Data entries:
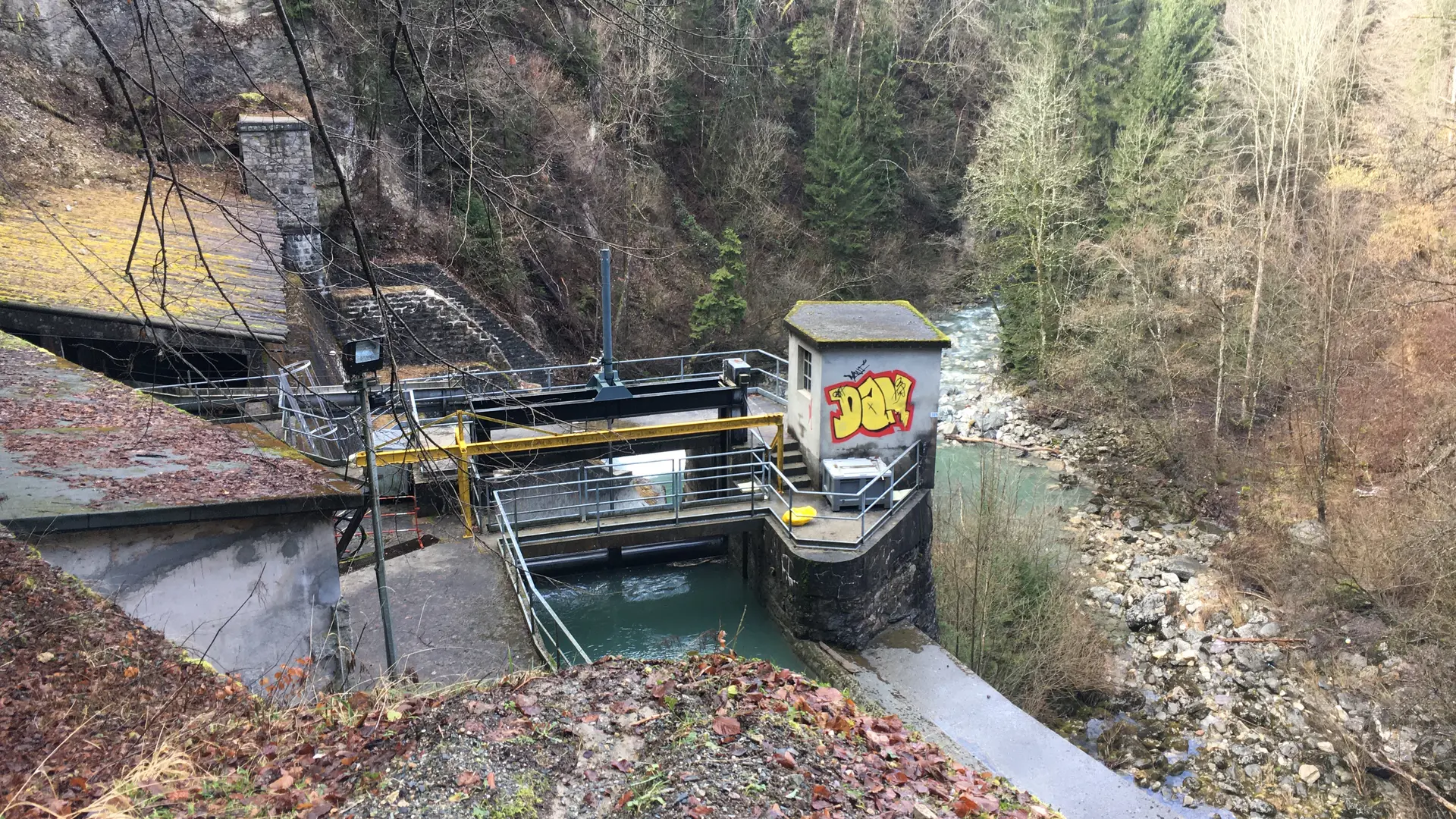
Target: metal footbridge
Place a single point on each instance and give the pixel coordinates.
(710, 494)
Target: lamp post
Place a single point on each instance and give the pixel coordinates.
(360, 360)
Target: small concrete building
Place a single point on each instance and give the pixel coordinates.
(216, 535)
(864, 382)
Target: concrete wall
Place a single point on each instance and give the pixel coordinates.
(810, 414)
(248, 594)
(278, 161)
(846, 598)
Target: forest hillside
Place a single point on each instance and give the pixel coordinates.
(1219, 232)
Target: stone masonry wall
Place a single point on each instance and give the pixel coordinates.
(842, 598)
(278, 161)
(425, 325)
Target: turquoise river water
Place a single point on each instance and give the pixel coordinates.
(670, 610)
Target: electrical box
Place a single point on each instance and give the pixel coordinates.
(845, 477)
(737, 372)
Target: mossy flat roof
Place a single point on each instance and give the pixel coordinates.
(80, 450)
(892, 324)
(66, 251)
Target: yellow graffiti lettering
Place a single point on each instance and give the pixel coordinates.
(875, 414)
(871, 406)
(848, 420)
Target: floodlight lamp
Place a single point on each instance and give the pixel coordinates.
(363, 356)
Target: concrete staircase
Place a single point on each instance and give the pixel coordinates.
(794, 466)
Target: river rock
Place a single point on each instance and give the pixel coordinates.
(990, 420)
(1250, 657)
(1147, 613)
(1185, 567)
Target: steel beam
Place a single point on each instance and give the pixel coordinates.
(588, 438)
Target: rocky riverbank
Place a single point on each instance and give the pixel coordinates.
(1220, 701)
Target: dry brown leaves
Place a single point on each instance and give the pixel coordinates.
(95, 703)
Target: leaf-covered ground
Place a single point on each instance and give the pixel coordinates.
(708, 736)
(101, 714)
(104, 717)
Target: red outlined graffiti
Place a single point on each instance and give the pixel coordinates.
(877, 404)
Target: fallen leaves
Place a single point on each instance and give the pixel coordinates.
(468, 779)
(727, 727)
(968, 805)
(98, 661)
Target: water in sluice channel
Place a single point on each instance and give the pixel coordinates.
(666, 611)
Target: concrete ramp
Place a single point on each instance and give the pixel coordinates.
(916, 678)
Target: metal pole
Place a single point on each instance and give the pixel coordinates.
(372, 475)
(607, 372)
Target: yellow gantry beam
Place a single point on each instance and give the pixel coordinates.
(462, 449)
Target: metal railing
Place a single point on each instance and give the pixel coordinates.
(634, 371)
(689, 483)
(318, 419)
(903, 472)
(745, 477)
(692, 483)
(548, 632)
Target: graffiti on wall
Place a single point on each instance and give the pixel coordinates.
(874, 404)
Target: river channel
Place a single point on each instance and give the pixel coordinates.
(669, 610)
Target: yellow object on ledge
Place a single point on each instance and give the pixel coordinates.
(799, 516)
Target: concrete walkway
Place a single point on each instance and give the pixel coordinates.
(915, 676)
(453, 608)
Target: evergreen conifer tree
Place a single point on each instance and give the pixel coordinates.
(839, 183)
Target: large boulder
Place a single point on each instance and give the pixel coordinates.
(1147, 613)
(1310, 535)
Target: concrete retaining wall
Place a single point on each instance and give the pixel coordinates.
(246, 594)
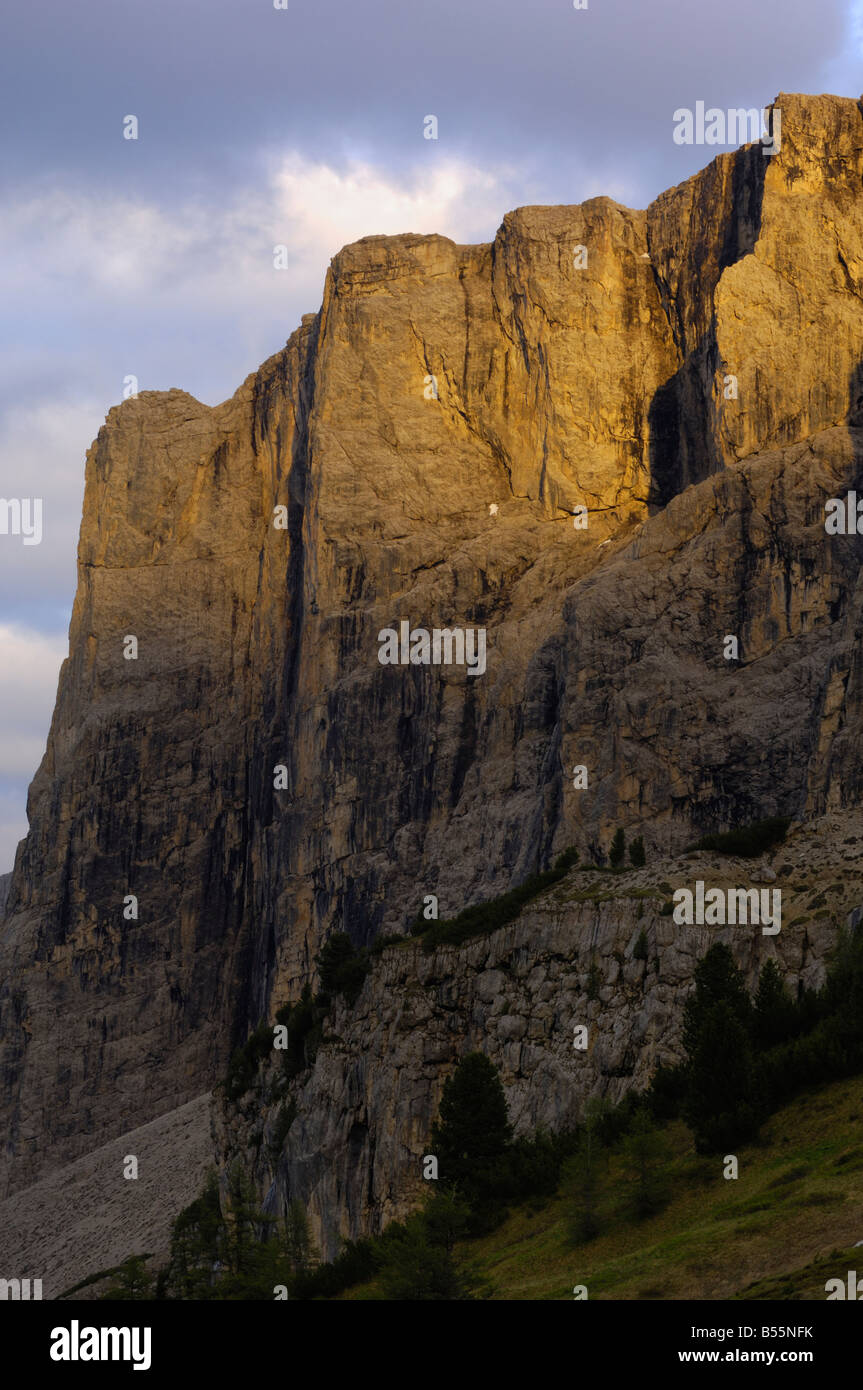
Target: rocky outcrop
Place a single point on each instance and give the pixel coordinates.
(414, 452)
(6, 879)
(364, 1112)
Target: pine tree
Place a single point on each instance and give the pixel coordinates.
(774, 1011)
(132, 1282)
(619, 849)
(299, 1246)
(637, 854)
(646, 1155)
(723, 1101)
(473, 1127)
(717, 980)
(584, 1169)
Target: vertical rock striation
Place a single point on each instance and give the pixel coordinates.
(556, 387)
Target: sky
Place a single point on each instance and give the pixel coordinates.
(299, 127)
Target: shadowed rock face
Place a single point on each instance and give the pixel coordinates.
(257, 645)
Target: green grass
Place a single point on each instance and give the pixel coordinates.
(780, 1230)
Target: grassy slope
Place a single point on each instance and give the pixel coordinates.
(788, 1222)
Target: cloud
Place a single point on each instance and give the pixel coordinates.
(29, 666)
(42, 455)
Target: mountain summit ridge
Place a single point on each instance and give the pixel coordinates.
(425, 439)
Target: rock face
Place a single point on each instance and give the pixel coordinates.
(416, 453)
(364, 1112)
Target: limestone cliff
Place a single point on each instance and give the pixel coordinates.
(428, 434)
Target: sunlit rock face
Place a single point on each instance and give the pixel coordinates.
(417, 452)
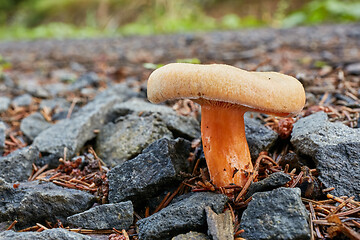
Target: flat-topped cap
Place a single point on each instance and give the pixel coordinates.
(264, 91)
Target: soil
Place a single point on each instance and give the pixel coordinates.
(323, 58)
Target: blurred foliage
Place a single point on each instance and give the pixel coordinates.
(324, 11)
(29, 19)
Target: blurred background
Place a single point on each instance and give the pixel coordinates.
(31, 19)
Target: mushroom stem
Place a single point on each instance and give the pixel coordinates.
(225, 146)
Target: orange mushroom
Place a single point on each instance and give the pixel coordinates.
(225, 93)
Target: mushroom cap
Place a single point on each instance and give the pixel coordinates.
(269, 92)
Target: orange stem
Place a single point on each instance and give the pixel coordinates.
(225, 146)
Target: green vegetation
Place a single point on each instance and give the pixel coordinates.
(31, 19)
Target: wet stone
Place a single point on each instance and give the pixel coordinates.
(259, 137)
(4, 104)
(159, 166)
(33, 202)
(17, 166)
(73, 133)
(33, 125)
(278, 214)
(106, 216)
(50, 234)
(125, 139)
(180, 126)
(220, 226)
(273, 181)
(22, 100)
(87, 79)
(185, 215)
(55, 104)
(333, 148)
(191, 236)
(2, 137)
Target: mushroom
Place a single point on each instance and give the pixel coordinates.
(225, 93)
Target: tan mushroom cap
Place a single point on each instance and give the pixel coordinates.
(265, 91)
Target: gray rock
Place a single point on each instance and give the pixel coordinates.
(50, 234)
(34, 202)
(55, 103)
(335, 150)
(182, 216)
(181, 126)
(17, 166)
(121, 141)
(85, 80)
(4, 104)
(158, 166)
(273, 181)
(259, 137)
(22, 100)
(75, 132)
(191, 236)
(53, 89)
(220, 226)
(2, 137)
(107, 216)
(278, 214)
(33, 125)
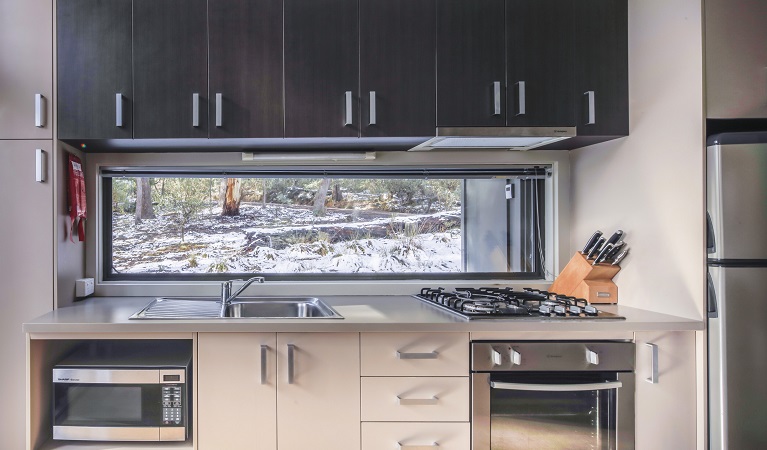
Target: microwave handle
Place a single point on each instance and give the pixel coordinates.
(556, 387)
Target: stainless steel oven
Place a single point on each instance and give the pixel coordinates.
(552, 395)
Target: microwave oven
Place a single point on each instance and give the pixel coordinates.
(123, 391)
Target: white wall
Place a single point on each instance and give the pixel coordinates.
(651, 184)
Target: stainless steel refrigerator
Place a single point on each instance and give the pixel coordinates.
(737, 293)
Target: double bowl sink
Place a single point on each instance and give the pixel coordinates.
(240, 308)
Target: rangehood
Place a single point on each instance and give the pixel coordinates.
(505, 138)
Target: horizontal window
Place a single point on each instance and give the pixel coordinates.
(324, 224)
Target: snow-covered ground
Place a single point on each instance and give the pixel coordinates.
(283, 239)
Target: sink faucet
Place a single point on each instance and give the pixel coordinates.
(226, 291)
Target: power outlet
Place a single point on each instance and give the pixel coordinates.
(84, 287)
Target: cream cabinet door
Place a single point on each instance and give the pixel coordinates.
(26, 59)
(237, 391)
(318, 385)
(666, 406)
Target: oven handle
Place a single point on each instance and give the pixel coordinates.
(556, 387)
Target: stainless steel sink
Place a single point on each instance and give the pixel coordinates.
(281, 308)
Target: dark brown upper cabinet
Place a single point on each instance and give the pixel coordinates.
(539, 43)
(322, 68)
(245, 45)
(397, 67)
(471, 63)
(601, 68)
(170, 68)
(95, 85)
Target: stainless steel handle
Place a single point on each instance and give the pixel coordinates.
(431, 355)
(264, 351)
(39, 110)
(556, 387)
(118, 110)
(592, 116)
(348, 108)
(40, 165)
(219, 109)
(195, 110)
(417, 401)
(654, 364)
(372, 107)
(521, 101)
(291, 363)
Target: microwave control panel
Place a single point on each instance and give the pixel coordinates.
(172, 406)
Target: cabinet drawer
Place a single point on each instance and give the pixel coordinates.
(415, 354)
(405, 436)
(415, 399)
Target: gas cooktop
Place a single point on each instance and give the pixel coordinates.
(507, 303)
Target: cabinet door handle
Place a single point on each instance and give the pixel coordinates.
(118, 110)
(39, 110)
(653, 363)
(430, 355)
(195, 110)
(219, 110)
(521, 101)
(291, 363)
(496, 98)
(40, 165)
(348, 108)
(417, 401)
(372, 107)
(264, 351)
(592, 113)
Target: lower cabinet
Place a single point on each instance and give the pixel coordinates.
(665, 390)
(299, 389)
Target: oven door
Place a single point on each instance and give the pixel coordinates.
(553, 410)
(117, 405)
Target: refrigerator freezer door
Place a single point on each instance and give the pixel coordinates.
(738, 359)
(737, 201)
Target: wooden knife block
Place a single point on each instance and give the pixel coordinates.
(583, 280)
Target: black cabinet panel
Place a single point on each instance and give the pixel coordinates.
(94, 65)
(246, 68)
(397, 64)
(540, 62)
(601, 67)
(470, 59)
(170, 50)
(321, 66)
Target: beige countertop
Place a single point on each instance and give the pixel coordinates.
(361, 313)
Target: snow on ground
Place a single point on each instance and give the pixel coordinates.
(213, 243)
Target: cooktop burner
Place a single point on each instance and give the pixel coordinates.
(507, 303)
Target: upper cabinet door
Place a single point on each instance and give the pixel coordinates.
(471, 65)
(26, 69)
(397, 67)
(321, 68)
(245, 68)
(170, 66)
(601, 67)
(95, 95)
(540, 63)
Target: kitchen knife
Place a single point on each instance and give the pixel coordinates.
(620, 257)
(603, 253)
(597, 247)
(592, 240)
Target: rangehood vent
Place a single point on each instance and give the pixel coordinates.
(502, 138)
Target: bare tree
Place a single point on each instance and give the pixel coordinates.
(232, 197)
(319, 208)
(144, 207)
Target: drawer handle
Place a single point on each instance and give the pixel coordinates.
(417, 401)
(430, 355)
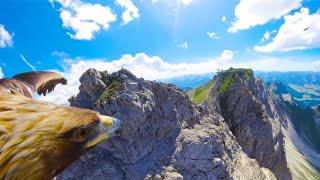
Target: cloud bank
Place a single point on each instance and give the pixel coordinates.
(1, 73)
(5, 37)
(299, 31)
(131, 11)
(84, 19)
(250, 13)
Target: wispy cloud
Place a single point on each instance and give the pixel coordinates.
(5, 37)
(250, 13)
(27, 62)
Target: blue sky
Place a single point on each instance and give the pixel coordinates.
(158, 38)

Work to be completed
Output each line unchanged, from the first of the data entries down through the line containing "(1219, 232)". Omit the pictures.

Written answer
Target: metal footbridge
Place a single point on each instance and give the pixel coordinates.
(710, 494)
Target: lamp post
Place a single point on each instance and give the pixel coordinates.
(360, 360)
Target: small concrete building
Place a single point on each instance and give the pixel coordinates.
(216, 535)
(864, 382)
Target: concrete wall
Place a single point on each instance and give the pixel coordinates.
(810, 414)
(248, 594)
(278, 161)
(846, 598)
Target: forest hillside
Place a single point on each instance and give the pixel coordinates.
(1219, 232)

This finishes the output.